- **Material supplied**:
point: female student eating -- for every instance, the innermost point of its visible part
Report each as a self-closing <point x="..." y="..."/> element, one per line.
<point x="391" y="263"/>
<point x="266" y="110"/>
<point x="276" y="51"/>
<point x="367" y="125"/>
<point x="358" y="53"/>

--

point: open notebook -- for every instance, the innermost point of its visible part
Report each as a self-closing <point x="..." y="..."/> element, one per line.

- **Assignment**: Show me all lines in the records that contain "innermost".

- **Solved exercise**:
point: female student eating -- for every instance, the innermost point of its visible part
point: open notebook -- for every instance, the innermost point of its visible part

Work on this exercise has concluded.